Another tunable parameter that we're going to use is the block size of to copies
that we're going to make, either through reads/writes or in memory.

1) Investigate which of the two copying mechanisms is faster. For this step, you
will use the 1024 block size.

2) Once you have found which copying mechanism is faster, change the block size
parameter and see which value gives you the best copies. Why?

4. I/O Latency
--------------

We have written a module that reads the content of a disk. Insert the ``bio.ko``
module, located in the ``4-bio`` module, we see a large spike in the system's
load, as can be seen in the ``top`` command, but we see that the system is still
responsive.

Investigate what is causing the increased load to the system. Is it an I/O issue,
or is it a scheduling issue?

.. hint::

    Try to trace the I/O operations using ``perf``, or use the
    ``iosnoop.sh`` script in order to inspect what I/O is happening at a
    certain point.

5. Bad ELF
----------

.. note::

    This is a bonus exercise that has been tested on a native Linux system.
    It may run under the QEMU virtual machine, but the behavior was weird in our testing.
    We recommend you used a native (or VirtualBox or VMware) Linux system.

We managed to build (as part of a `Unikraft <https://github.com/unikraft/unikraft>`__ build) an ELF file that is valid when doing static analysis, but that can't be executed.
The file is ``bad_elf``, located in the ``5-bad-elf/`` folder.

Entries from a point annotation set
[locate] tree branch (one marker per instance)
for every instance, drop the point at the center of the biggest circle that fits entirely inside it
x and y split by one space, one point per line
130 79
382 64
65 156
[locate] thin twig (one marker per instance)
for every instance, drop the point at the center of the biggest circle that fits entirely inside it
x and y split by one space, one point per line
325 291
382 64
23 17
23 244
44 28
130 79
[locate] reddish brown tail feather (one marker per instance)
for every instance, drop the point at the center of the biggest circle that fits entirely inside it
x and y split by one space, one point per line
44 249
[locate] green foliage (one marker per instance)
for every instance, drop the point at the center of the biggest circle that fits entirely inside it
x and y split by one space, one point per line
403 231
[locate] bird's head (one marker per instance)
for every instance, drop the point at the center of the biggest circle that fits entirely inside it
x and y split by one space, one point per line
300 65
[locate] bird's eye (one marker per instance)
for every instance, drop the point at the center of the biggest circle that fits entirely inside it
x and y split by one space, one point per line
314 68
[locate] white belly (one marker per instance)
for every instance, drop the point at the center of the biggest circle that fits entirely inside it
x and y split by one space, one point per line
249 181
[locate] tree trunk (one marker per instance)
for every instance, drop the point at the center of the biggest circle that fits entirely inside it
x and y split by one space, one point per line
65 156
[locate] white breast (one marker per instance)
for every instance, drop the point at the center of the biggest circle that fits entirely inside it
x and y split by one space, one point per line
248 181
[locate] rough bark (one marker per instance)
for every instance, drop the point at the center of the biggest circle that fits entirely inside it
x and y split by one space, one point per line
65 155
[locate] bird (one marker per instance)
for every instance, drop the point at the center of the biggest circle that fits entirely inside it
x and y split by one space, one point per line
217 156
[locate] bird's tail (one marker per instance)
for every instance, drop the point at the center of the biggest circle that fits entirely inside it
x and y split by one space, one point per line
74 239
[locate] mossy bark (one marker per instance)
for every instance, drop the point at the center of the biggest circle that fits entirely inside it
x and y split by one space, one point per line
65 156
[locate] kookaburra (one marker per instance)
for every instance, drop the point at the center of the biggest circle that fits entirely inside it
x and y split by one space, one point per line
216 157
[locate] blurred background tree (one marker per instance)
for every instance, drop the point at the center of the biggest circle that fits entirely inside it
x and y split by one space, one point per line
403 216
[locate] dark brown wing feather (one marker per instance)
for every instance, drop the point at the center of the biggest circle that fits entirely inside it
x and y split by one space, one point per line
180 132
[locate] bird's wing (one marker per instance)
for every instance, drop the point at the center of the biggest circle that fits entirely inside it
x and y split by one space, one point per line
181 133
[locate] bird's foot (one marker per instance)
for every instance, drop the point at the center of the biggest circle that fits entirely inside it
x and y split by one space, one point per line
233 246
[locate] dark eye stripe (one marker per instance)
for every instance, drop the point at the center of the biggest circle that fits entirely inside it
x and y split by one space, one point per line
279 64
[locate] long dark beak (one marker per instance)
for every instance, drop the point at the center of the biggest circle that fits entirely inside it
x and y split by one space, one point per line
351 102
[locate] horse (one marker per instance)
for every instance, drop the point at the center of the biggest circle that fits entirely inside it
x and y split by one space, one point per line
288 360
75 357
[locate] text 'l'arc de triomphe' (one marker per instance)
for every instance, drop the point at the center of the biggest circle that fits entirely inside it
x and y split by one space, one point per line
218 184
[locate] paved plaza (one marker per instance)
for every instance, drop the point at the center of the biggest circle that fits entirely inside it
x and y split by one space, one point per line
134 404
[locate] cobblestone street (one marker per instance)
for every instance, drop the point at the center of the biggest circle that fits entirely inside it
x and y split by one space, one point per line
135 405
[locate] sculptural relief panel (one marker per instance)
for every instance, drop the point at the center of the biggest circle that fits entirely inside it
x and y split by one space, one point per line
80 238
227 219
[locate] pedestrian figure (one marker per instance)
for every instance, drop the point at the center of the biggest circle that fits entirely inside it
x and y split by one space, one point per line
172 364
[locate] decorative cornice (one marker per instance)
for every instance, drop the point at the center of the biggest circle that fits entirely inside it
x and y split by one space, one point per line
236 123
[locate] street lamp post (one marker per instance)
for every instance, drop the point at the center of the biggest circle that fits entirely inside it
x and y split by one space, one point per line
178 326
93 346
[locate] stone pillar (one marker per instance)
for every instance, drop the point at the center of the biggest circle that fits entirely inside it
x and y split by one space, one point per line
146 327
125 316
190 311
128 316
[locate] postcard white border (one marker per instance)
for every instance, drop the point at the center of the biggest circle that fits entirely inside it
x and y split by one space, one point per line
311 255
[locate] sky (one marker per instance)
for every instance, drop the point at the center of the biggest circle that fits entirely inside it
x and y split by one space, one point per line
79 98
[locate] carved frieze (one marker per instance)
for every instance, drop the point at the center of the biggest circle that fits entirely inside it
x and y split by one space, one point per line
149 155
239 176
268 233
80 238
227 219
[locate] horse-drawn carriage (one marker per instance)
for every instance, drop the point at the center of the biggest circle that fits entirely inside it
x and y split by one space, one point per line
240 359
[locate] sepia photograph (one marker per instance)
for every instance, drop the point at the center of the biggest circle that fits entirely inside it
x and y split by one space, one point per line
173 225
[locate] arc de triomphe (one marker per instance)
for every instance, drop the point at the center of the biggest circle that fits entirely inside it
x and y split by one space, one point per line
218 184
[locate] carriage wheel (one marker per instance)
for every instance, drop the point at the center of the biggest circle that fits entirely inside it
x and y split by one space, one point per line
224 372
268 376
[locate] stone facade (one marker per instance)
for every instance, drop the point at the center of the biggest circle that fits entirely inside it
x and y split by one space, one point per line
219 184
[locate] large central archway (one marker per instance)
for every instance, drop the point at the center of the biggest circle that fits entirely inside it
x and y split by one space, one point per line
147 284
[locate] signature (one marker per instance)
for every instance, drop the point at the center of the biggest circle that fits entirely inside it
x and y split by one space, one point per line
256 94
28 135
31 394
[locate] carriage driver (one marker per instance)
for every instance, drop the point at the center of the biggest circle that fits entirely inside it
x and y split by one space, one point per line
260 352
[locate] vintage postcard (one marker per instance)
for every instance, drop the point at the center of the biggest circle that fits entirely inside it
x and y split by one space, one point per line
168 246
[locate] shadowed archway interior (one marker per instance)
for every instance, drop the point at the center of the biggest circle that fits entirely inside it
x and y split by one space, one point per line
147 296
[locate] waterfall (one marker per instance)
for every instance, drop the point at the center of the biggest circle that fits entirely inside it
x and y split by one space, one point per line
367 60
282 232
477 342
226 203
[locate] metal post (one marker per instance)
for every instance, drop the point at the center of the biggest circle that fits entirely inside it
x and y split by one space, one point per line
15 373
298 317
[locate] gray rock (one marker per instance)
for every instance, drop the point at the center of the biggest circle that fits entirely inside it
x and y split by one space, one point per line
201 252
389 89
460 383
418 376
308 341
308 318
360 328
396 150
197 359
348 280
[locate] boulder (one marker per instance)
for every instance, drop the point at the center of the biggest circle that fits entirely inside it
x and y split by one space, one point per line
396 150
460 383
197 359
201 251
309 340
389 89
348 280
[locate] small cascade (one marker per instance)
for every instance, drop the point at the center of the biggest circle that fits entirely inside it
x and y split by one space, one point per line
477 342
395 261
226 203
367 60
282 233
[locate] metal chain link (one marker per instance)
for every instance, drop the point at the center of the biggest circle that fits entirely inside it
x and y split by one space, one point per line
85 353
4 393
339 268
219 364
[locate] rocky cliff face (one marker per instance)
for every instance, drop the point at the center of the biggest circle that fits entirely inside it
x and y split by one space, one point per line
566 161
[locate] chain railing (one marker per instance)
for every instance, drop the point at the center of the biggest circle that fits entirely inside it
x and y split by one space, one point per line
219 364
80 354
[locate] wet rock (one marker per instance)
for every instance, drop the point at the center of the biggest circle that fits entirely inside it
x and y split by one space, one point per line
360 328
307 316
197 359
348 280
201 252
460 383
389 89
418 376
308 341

- Given problem -
Carry the Linux lab exercise text forward from the sentence naming the folder that holds ``bad_elf``. These rows have no connection to the exercise text above.

- Response to the task -
Running it triggers a *segmentation fault* message.
Running it using ``strace`` show an error with ``execve()``.

.. code::

    ... skels/kernel_profiling/5-bad-elf$ ./bad_elf
    Segmentation fault

    ... skels/kernel_profiling/5-bad-elf$ strace ./bad_elf
    execve("./bad_elf", ["./bad_elf"], 0x7ffc3349ba50 /* 70 vars \*/) = -1 EINVAL (Invalid argument)
    --- SIGSEGV {si_signo=SIGSEGV, si_code=SI_KERNEL, si_addr=NULL} ---
    +++ killed by SIGSEGV +++
    Segmentation fault (core dumped)

The ELF file itself is valid:

.. code::

    ... skels/kernel_profiling/5-bad-elf$ readelf -a bad_elf

The issue is to be detected in the kernel.

Use either ``perf``, or, better yet `ftrace <https://jvns.ca/blog/2017/03/19/getting-started-with-ftrace/>`__ to inspect the kernel function calls done by the program.
Identify the function call that sends out the ``SIGSEGV`` signal.
Identify the cause of the issue.
Find that cause in the `manual page elf(5) <https://linux.die.net/man/5/elf>`__.